### WHAT NEEDS TO BE DONE
Convert everything from the line containing "Category: green folder" down to the end of the data into a Markdown table with the columns Entry and Content. Number each line in Entry and leave out blank lines.
§
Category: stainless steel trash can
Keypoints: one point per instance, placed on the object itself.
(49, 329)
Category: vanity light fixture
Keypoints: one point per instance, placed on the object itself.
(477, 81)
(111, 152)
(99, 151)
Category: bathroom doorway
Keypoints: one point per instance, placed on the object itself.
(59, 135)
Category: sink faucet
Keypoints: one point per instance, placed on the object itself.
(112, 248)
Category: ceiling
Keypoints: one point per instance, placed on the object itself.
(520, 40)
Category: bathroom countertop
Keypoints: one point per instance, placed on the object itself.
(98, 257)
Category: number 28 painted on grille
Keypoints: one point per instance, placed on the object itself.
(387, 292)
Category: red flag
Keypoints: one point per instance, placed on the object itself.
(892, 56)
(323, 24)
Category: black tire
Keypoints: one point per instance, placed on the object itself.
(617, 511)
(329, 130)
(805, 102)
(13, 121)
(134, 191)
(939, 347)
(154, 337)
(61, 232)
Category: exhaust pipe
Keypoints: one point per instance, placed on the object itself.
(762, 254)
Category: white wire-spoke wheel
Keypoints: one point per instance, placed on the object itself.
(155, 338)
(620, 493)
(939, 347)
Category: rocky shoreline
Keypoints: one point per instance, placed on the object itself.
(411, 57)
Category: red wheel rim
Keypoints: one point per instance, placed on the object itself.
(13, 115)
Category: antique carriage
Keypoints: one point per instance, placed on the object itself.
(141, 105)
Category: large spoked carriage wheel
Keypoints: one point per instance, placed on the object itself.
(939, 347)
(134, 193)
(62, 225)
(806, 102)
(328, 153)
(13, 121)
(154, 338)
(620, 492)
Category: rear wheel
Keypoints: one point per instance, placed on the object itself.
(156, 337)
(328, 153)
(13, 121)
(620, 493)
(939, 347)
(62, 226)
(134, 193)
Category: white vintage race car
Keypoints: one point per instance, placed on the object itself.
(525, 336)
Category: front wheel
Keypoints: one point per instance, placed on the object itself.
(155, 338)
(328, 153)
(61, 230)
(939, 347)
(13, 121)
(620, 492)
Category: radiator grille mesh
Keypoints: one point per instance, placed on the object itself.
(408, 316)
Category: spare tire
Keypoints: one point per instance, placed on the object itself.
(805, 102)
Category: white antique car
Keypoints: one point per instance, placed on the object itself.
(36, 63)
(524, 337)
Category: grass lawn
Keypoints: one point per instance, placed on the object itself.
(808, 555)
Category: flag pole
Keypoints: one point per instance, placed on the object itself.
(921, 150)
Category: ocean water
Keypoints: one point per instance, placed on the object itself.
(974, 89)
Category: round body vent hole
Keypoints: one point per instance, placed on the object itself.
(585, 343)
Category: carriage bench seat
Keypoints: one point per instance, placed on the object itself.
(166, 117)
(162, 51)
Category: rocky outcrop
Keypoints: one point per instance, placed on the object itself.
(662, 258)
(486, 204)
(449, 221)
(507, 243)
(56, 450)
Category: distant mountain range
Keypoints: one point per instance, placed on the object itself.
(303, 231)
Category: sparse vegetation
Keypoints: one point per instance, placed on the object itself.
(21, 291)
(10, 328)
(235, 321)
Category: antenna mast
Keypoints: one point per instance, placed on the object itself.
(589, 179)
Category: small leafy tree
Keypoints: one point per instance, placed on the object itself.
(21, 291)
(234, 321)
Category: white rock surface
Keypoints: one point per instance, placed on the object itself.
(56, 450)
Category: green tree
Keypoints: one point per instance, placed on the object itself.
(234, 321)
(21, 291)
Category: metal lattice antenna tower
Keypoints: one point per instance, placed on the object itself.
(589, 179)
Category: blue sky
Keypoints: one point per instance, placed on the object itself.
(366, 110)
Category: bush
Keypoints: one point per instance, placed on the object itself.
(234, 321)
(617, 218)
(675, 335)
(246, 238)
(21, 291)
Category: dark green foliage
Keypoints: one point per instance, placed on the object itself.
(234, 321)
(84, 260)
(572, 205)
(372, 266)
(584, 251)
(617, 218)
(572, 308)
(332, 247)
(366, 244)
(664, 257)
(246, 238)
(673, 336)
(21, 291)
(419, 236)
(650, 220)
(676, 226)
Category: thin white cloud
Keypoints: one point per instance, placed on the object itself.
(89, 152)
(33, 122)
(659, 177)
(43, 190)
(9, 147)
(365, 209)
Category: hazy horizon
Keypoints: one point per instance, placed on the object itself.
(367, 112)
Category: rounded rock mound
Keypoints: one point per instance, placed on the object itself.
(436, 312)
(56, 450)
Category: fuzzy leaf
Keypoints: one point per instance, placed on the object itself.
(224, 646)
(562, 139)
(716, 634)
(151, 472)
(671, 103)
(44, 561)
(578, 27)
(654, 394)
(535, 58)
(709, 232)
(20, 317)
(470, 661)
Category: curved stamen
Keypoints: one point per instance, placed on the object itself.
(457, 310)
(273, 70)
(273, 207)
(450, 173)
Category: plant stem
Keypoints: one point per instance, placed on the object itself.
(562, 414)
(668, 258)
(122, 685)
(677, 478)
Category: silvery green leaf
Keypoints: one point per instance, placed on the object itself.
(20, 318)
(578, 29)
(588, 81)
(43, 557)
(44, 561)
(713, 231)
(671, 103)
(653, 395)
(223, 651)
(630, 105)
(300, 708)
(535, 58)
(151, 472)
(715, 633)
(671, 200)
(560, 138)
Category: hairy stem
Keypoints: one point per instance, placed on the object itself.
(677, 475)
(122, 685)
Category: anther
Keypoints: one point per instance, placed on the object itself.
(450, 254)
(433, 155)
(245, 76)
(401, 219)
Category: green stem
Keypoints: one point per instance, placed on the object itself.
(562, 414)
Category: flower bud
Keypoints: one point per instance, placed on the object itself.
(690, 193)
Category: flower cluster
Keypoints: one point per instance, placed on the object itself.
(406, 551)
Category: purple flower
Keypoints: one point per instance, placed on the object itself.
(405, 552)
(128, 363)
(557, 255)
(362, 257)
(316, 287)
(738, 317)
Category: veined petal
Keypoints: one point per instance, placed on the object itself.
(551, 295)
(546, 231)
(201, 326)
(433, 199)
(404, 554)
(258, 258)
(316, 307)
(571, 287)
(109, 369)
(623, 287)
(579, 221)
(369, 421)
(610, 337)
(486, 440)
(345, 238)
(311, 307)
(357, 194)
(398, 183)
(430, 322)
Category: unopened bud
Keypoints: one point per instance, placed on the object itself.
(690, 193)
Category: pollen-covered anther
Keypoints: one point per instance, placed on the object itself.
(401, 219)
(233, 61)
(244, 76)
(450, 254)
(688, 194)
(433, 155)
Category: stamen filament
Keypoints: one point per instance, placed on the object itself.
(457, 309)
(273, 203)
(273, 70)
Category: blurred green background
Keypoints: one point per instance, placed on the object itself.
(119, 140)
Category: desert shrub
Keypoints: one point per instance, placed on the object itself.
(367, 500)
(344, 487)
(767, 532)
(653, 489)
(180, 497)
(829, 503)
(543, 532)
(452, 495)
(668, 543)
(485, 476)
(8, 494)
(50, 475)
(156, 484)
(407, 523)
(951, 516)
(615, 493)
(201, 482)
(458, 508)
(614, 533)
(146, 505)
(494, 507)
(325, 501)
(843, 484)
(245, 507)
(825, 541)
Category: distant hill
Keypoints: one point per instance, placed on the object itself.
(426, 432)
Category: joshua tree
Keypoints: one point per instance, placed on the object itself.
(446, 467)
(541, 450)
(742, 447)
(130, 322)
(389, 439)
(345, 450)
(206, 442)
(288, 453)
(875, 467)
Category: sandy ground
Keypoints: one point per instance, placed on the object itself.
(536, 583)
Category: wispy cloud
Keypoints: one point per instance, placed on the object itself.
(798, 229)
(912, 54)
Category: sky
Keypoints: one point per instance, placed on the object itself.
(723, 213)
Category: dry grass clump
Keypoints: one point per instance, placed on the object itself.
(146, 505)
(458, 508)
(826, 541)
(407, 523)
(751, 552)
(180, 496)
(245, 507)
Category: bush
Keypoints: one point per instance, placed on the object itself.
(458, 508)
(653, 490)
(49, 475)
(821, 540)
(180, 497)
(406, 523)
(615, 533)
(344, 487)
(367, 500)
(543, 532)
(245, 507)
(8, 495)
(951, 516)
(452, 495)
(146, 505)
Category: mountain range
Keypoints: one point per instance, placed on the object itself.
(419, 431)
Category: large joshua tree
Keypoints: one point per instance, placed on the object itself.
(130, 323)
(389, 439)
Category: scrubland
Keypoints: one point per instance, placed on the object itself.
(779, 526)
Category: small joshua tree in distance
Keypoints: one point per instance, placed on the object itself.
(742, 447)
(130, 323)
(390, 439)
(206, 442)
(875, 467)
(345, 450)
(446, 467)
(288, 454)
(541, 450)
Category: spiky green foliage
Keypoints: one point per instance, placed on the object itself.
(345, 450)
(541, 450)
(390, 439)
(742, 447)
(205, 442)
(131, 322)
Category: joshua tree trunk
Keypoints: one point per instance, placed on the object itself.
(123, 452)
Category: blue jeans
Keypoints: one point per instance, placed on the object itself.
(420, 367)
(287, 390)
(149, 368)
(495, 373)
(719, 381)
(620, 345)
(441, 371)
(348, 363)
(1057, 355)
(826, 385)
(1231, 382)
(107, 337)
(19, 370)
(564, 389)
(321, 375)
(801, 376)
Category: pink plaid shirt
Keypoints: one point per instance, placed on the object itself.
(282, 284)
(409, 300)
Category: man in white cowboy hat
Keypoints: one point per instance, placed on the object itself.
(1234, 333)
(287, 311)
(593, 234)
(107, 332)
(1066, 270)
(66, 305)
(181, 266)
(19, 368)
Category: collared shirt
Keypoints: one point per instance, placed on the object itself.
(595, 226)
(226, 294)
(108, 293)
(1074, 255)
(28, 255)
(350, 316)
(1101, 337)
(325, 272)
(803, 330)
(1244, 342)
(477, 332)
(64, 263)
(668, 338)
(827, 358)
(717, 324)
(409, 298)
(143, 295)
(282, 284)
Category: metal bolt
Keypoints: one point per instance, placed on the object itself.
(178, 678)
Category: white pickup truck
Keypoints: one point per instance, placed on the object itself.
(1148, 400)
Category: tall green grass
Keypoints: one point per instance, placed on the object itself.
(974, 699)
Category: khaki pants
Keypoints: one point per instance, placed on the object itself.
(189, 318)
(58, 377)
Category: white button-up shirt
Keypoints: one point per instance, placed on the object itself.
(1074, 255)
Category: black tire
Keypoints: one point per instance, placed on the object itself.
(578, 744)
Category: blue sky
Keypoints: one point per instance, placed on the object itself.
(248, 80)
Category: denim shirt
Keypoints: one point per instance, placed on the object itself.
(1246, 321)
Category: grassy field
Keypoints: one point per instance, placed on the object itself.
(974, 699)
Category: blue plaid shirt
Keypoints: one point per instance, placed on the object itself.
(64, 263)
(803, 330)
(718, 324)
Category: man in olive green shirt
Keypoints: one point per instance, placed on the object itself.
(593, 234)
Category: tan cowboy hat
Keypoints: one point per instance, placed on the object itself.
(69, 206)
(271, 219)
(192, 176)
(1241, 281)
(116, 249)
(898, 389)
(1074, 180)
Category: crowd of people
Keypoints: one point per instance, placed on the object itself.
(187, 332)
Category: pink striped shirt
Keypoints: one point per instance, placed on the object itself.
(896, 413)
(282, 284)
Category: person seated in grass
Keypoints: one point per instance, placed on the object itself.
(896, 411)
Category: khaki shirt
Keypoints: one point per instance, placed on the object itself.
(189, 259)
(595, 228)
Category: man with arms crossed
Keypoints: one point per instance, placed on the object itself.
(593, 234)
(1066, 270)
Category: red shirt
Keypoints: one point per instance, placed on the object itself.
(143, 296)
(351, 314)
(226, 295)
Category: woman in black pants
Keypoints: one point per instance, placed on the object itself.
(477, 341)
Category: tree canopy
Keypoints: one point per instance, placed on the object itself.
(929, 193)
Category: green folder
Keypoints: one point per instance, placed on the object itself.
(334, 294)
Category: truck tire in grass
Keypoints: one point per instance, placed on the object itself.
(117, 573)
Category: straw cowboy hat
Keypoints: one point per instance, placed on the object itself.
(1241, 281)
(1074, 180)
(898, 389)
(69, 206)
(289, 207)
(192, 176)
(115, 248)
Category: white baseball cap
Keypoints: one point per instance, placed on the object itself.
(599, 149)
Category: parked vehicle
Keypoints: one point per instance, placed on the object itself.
§
### FINISHED EXERCISE
| Entry | Content |
|---|---|
| 1 | Category: green folder |
| 2 | Keypoints: one point per instance, placed on the object itself. |
| 3 | (334, 294) |
| 4 | Category: truck tire in grass |
| 5 | Keypoints: one point per instance, placed on the object itself. |
| 6 | (117, 573) |
| 7 | Category: straw cowboy hat |
| 8 | Keypoints: one point per instance, placed on the object itself. |
| 9 | (1241, 281) |
| 10 | (1074, 180) |
| 11 | (898, 389) |
| 12 | (69, 206) |
| 13 | (289, 207) |
| 14 | (192, 176) |
| 15 | (115, 248) |
| 16 | Category: white baseball cap |
| 17 | Keypoints: one point per instance, placed on the object itself. |
| 18 | (599, 149) |
| 19 | Category: parked vehicle |
| 20 | Keypoints: one point per instance, placed on the object itself. |